ASSIGNED TASK A: Decide whether each statement below agrees with the RnQV1 capsid text, answering yes or no and quoting the deciding words of the text: (i) the pore at the 5-fold axis is about 16 Å in diameter; (ii) the consensus SSE prediction was obtained by weighted averaging; (iii) in panel B, planks stand for α-helices.
ASSIGNED TASK B: Write the next part of the RnQV1 capsid text, picking up after its final sentence.

DOCUMENT EXCERPT:
--- START ---

Structure of the RnQV1 capsid and model of the heterodimer fold. (A) Segmented asymmetric unit (A-B heterodimer). The dashed line highlights the rectangular shape. Subunits A (blue) and B (yellow) are indicated. The map is contoured at 2.5 σ above the mean density. Icosahedral-symmetry axes are indicated (red). The insets highlight P and S domains of CP (height is indicated). (B) SSE of subunits A and B, using the color scheme and orientations in panel A; cylinders, α-helices; planks, β-sheets. The arrows indicate the subunit A α-helix that forms the 5-fold axis (middle) and the subunit B β-sheet that forms the 3-fold axis (right). (C) RnQV1 capsid pores at the 5-fold axis (∼16-Å diameter) and the 3-fold axis (∼18-Å side).

FIG 4

Sequence alignment and secondary-structure consensus prediction for RnQV1 P2 and P4 CP amino acid sequences. The sequences of P2 (1,356 amino acids for W1075; 1,357 amino acids for W1118) (A) and P4 (1,061 amino acids for W1075; 1,059 amino acids for W1118) (B) were obtained from the UniProt database [H1ACC6, M1VMJ0, H1ACC8, and M1VHN2, respectively). Several SSE prediction methods (PsiPred, Jnet, Porter, Sable, Gor, Yaspin, and Profsec) were used to test correlation with our models of the structural subunits. A consensus SSE prediction was obtained by simple majority at each sequence position. Identical residues (white on red background) and partially conserved residues (red) are indicated. The arrows indicate β-strands, and the spirals indicate α-helices.

--- END ---

GIVEN DATA:
--- START ---

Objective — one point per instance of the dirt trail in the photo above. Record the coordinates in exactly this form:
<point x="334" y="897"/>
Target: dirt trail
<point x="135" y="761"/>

--- END ---

ANSWER A:
(i) Yes: "RnQV1 capsid pores at the 5-fold axis (∼16-Å diameter)"
(ii) No: "A consensus SSE prediction was obtained by simple majority at each sequence position."
(iii) No: "cylinders, α-helices; planks, β-sheets"

ANSWER B:
FIG 5

Genomic dsRNA within the RnQV1 virion particle. (A) A 50-Å-thick RnQV1-W1075 slab. Capsid shell coloring is the same as in Fig. 2, contoured at 1.2 σ; dsRNA (green) is represented as three concentric layers contoured at 1.0 σ. (B) Radial density profiles from 3D maps of full (W1075) and empty (W1118) RnQV1 particles. Both profiles are superimposable at the protein shell (radius, ∼162 to 235 Å). A difference map was calculated by arithmetic subtraction of the density values for both structures (full minus empty capsid; dashed line). Small differences in the protein shell are indicated at radii 175 to 195 and 205 to 220 (black arrows); major differences in the genome region are seen as density peaks at radii of 80, 113, and 147 Å (green arrows). The radial density profile from the 3D map of full ScV-L-A virions is also shown (L-A).

FIG 6

Analytical ultracentrifugation analysis of RnQV1-W1075. Sedimentation velocity experimental data (A) and sedimentation coefficient distribution obtained by c(s) analysis (B) of empty capsids (solid line) and virions or full particles (dashed line).

FIG 7

Comparison of T=1-based inner cores of dsRNA viruses. (Top) Asymmetric units (top views) of RnQV1 (A), ScV-L-A (B), and PcV (C). RnQV1 A and B subunits are shown in blue and yellow, respectively, to indicate that they are distinct proteins; ScV-L-A A and B subunits are shown in blue, since they are conformers of the same protein; and PcV A and B “subunits” are shown in blue (with the boundaries of A outlined in red), as they are two similar covalently bound domains of a single CP. (Bottom) Surface-shaded capsids of RnQV1, ScV-L-A, and PcV viewed along an icosahedral 2-fold axis. To indicate that they are similarly organized capsids, the A subunits (closer to the 5-fold axis) are shown in blue and the B subunits (intercalated between A subunits) in yellow.